ESTRATTO:
Il viaggio che mi
ha condotta in Spagna mi ha fatto attraversare non soltanto tre nazioni in tre
giorni, ma anche tre stagioni: ho lasciato un clima d’inizio inverno sulle
montagne dei Grigioni, sono passata attraverso un autunno piovigginoso milanese
per giungere alla bollente estate spagnola, con i suoi 38 gradi. Sotto il sole
ancora rovente del tramonto che tinge di arancione le facciate degli
edifici bianchi e l’odore di cavallo che invade le narici dei passanti e dei
turisti sulla piazza della Cattedrale di Siviglia inizia la mia avventura
andalusa.
La Spagna mi
sorprende subito per la sua organizzazione. Nel mio immaginario era un posto un
po’ caotico, non troppo dissimile dall’Italia. Credevo che, come nel mio paese
d’origine, i mezzi di trasporto fossero sempre in ritardo (sia a Palermo che in
alcune zone di Milano – soprattutto in estate – bisognava affidarsi a un
oracolo per sapere quando il bus sarebbe passato e ringraziare tutti i santi se il bus si decideva davvero a
passare), che le persone fossero pigre e le strade un po’ sporche. Come in Italia.
Quel mio lui, del resto, quando eravamo insieme, diceva sempre tutto il male
possibile degli spagnoli, dipingendoli come svogliati e ottusi. Io non ero mai
stata in Spagna e di spagnoli non ne conoscevo. Così, senza rendermene conto, avevo
lasciato che nella mia testa si corroborasse un cliché di cui, fino ad ora, non mi ero nemmeno curata troppo.

RECORD ARCHIVIATI:
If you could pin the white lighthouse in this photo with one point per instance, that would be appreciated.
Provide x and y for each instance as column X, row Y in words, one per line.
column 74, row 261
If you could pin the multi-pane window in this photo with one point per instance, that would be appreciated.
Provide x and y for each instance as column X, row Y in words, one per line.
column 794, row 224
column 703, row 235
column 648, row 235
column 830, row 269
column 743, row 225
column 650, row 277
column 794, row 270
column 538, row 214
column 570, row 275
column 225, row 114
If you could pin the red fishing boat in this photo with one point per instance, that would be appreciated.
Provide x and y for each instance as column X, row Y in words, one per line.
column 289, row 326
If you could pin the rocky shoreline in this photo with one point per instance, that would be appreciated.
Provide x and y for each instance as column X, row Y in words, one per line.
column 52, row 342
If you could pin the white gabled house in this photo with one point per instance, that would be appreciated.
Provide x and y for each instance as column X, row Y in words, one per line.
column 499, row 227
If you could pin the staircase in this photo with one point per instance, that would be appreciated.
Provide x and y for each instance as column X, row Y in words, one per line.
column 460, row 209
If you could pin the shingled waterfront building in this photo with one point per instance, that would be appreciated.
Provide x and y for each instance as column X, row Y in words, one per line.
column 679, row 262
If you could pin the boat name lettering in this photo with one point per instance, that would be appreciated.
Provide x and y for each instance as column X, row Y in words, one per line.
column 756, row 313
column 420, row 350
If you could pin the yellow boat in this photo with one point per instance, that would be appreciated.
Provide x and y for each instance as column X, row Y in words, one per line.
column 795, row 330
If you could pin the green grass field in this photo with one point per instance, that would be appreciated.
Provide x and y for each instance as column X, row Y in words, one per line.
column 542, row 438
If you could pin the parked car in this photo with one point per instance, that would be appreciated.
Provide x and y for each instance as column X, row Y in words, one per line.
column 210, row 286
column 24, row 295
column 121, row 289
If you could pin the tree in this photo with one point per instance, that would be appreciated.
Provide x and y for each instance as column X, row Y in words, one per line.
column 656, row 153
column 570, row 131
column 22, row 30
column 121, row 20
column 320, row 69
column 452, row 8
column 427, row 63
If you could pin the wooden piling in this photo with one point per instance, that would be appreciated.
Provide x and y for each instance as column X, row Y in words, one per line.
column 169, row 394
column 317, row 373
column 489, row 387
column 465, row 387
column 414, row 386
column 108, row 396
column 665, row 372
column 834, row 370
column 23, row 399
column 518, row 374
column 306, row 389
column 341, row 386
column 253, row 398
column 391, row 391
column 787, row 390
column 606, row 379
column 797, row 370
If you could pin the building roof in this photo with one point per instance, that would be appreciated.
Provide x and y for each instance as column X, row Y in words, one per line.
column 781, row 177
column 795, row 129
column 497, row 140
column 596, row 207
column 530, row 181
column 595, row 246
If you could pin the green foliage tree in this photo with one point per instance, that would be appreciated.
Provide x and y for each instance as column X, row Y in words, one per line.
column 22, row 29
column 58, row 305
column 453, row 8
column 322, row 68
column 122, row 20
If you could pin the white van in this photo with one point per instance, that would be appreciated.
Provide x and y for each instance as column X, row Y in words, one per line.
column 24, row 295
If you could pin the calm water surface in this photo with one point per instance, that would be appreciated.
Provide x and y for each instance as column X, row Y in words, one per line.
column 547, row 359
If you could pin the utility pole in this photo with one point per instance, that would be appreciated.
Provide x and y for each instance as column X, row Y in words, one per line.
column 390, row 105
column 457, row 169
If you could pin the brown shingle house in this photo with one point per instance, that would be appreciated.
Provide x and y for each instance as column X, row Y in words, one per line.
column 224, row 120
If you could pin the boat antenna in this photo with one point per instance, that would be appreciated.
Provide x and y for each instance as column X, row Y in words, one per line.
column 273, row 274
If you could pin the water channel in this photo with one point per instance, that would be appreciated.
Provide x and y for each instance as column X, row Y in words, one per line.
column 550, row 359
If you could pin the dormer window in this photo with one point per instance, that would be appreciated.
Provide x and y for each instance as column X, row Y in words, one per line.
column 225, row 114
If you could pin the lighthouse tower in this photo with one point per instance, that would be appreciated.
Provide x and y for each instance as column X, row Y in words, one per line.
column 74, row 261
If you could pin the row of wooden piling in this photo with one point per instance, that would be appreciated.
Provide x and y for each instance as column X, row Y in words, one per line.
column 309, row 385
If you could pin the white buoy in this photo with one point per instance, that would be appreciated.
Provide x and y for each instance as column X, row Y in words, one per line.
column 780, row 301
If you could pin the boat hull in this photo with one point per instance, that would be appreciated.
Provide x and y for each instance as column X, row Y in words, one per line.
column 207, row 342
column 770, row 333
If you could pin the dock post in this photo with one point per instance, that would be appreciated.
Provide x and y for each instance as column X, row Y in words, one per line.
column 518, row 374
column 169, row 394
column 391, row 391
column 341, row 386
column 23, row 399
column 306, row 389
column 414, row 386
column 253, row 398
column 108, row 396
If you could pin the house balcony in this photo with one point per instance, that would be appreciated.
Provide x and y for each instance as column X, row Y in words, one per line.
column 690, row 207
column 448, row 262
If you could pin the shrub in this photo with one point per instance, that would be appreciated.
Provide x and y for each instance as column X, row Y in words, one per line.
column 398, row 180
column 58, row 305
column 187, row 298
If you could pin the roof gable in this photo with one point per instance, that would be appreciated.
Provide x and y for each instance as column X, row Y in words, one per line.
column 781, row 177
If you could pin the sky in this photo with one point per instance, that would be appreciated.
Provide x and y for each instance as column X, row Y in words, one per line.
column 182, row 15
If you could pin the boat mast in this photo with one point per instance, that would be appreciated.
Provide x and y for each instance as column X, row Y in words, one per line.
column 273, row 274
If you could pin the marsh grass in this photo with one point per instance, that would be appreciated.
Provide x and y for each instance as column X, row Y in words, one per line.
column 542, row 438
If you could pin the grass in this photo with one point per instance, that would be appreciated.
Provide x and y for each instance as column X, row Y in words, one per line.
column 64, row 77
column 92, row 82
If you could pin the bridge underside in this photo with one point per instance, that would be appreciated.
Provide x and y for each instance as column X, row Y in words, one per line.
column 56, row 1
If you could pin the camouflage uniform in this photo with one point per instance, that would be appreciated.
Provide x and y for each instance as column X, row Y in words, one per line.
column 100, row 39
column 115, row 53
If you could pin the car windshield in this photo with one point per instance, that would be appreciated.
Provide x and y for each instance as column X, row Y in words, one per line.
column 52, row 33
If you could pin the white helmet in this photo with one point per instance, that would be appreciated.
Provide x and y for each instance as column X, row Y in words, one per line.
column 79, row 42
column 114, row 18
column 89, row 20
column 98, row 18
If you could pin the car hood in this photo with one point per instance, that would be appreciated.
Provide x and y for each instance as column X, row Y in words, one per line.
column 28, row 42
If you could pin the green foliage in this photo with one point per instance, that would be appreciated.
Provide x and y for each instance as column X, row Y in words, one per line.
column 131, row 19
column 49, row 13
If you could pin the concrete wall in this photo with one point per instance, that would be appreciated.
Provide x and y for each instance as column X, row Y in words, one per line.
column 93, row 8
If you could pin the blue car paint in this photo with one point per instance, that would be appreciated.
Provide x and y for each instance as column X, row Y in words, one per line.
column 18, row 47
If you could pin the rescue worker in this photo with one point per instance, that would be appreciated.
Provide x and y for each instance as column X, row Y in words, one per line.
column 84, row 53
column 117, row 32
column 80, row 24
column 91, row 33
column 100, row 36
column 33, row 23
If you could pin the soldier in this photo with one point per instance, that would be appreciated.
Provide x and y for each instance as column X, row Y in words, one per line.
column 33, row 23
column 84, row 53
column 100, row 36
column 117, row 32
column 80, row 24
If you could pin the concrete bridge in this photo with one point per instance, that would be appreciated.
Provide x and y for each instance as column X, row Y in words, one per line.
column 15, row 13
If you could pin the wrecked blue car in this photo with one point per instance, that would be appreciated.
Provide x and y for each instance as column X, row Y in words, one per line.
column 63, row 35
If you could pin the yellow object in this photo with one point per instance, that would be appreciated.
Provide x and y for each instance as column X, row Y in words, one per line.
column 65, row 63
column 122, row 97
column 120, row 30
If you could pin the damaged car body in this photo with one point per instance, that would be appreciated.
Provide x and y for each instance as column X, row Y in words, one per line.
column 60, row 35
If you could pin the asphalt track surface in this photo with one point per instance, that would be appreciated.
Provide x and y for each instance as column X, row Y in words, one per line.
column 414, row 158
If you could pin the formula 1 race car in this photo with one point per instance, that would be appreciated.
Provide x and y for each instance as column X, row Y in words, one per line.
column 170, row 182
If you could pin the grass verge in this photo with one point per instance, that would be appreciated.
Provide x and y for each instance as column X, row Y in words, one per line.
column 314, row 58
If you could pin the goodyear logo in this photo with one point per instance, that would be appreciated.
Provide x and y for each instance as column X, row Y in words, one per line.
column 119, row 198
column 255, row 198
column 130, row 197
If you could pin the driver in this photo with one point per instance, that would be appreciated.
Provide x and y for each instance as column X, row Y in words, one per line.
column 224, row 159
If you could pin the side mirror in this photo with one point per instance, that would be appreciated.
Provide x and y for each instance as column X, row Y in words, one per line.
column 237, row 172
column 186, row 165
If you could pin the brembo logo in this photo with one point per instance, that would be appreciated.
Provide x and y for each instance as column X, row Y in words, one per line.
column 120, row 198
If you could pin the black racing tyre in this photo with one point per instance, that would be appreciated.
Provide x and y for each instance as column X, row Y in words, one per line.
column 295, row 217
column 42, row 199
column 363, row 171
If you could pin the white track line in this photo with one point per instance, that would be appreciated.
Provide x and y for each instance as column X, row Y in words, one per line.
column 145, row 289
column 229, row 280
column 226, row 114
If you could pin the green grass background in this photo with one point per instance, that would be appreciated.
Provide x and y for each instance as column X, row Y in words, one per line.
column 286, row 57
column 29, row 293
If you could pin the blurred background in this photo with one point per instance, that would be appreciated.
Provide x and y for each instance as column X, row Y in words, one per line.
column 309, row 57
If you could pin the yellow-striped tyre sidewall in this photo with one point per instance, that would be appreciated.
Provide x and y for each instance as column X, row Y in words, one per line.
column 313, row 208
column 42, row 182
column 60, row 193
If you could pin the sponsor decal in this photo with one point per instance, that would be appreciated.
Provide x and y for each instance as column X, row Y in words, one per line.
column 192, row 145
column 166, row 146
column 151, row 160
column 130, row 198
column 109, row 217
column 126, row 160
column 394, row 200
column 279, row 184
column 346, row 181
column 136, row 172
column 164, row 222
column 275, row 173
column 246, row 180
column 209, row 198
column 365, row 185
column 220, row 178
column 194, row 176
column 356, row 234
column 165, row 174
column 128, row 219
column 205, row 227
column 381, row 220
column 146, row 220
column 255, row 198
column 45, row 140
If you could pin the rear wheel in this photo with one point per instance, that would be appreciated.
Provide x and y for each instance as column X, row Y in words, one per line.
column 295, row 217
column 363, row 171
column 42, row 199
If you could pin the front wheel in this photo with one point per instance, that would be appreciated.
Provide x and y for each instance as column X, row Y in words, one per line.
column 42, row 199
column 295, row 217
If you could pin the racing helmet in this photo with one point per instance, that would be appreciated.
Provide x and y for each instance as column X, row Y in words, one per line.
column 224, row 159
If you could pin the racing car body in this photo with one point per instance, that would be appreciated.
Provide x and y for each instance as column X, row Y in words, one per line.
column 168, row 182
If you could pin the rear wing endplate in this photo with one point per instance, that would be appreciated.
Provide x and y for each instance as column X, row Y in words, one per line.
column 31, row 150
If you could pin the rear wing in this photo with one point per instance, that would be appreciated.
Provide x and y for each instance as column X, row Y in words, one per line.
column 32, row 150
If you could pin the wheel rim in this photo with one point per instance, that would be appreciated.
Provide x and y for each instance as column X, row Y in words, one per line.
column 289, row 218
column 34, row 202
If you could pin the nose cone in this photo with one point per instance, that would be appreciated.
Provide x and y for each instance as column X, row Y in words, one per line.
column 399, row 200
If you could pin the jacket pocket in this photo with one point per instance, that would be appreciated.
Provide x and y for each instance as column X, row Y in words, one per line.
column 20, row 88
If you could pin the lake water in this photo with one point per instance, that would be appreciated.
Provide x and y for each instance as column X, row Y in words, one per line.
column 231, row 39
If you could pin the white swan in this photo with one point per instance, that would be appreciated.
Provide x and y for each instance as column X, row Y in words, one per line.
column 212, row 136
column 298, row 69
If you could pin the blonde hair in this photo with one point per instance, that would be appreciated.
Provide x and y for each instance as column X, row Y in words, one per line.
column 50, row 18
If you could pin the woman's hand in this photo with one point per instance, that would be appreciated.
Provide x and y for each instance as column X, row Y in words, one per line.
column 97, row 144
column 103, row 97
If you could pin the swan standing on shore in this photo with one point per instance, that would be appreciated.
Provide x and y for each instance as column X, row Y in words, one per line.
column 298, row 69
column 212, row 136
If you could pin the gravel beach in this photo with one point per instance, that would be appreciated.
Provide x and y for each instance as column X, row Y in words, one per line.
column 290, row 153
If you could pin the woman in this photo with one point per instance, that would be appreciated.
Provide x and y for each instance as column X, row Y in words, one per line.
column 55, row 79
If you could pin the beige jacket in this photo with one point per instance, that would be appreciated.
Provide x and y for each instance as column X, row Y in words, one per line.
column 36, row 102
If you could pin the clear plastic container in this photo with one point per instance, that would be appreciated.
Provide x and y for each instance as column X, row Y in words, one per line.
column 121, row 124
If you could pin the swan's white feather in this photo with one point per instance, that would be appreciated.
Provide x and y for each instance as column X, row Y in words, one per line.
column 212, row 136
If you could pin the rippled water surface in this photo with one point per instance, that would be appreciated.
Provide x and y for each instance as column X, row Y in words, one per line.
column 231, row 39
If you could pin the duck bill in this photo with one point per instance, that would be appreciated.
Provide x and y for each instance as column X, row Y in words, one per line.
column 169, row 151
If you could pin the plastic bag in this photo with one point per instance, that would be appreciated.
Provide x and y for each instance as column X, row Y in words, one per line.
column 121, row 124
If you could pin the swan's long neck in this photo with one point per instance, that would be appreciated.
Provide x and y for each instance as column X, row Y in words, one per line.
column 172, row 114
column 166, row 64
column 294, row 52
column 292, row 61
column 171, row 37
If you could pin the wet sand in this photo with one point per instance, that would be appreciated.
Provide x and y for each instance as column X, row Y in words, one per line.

COMPITI DA SVOLGERE:
• a. Individua e trascrivi ogni riga dei record che contiene la parola "building", rispettando maiuscole e minuscole.
• b. Prosegui il brano sul viaggio in Spagna a partire dalla sua ultima frase.
Il brano sul viaggio in Spagna e i record sono materiali distinti.

RISULTATI PER COMPITO:
• a.
If you could pin the shingled waterfront building in this photo with one point per instance, that would be appreciated.
If you could pin the building roof in this photo with one point per instance, that would be appreciated.

• b.
Svolta.
Già dal primo
giorno in Andalusia mi rendo conto che l’Italia è assai più indietro rispetto alla
Spagna – e che di simile hanno solo la lingua e quella disinvoltura dei modi
della gente tipica dei paesi mediterranei. Punto.
Tutti i bus in
orario, città molto organizzate (a misura di pedone e a prova di turista –
anche del più imbranato come me, che ho il senso dell’orientamento di un
lombrico ubriaco) e strade linde. Mi stupiscono gli impiegati sprint della
nettezza urbana che, dopo l’una di notte, scorrazzano per la città con i loro
camioncini, si fiondano (letteralmente!) sui bidoni dell’immondizia, li
ripuliscono procedendo a una velocità impressionante, mentre i loro colleghi
inondano le strade di acqua insaponata e le spazzano. Altro che pigrizia! 4 a 0
per la Spagna – e non solo nei Mondiali di calcio.
Il mio viaggio alla
scoperta dell’Andalusia inizia qui a Siviglia e mi porterà a Malaga passando
per Cordoba per giungere (finalmente!) all’Alhambra di Granada.
Per me Siviglia è
un sogno. È la città che ha ispirato grandi (e meno grandi, ma pur sempre
importanti) compositori, che l’hanno scelta come teatro delle loro opere. È la
città delle Nozze di Figaro di
Mozart, del Barbiere di Siviglia di
Rossini e della Carmen di Bizet,
criticato in maniera così sottilmente ironica da Nietzsche in Der Fall Wagner, ma a cui voglio bene,
trattandosi della prima opera che io abbia mai visto dal vivo e addirittura
alla Scala di Milano!
Mi entusiasmo quando
scopro che a due passi dal posto che per pochi giorni chiamerò “casa” c’è il
balcone di Rosina del Barbiere.
Il
balcone sotto cui Lindoro (pseudonimo usato dal Conte di Almaviva) le aveva cantato una serenata, aveva pregato Figaro
di aiutarlo ad escogitare degli stratagemmi per potersi intrufolare in casa del
dottor Bartolo e rivelare a Rosina i suoi sentimenti, nella speranza di essere
ricambiato e andare via con lei come marito e moglie.
Torno lì una
sera, prima di ritirarmi nella mia stanzetta, mi siedo sugli scalini di pietra
ancora caldi del sole del giorno, nonostante sia già buio, metto gli auricolari
del mio lettore mp3 e mentre ascolto l'aria di Lindoro Se il mio nome saper voi bramate inizio a
fantasticare.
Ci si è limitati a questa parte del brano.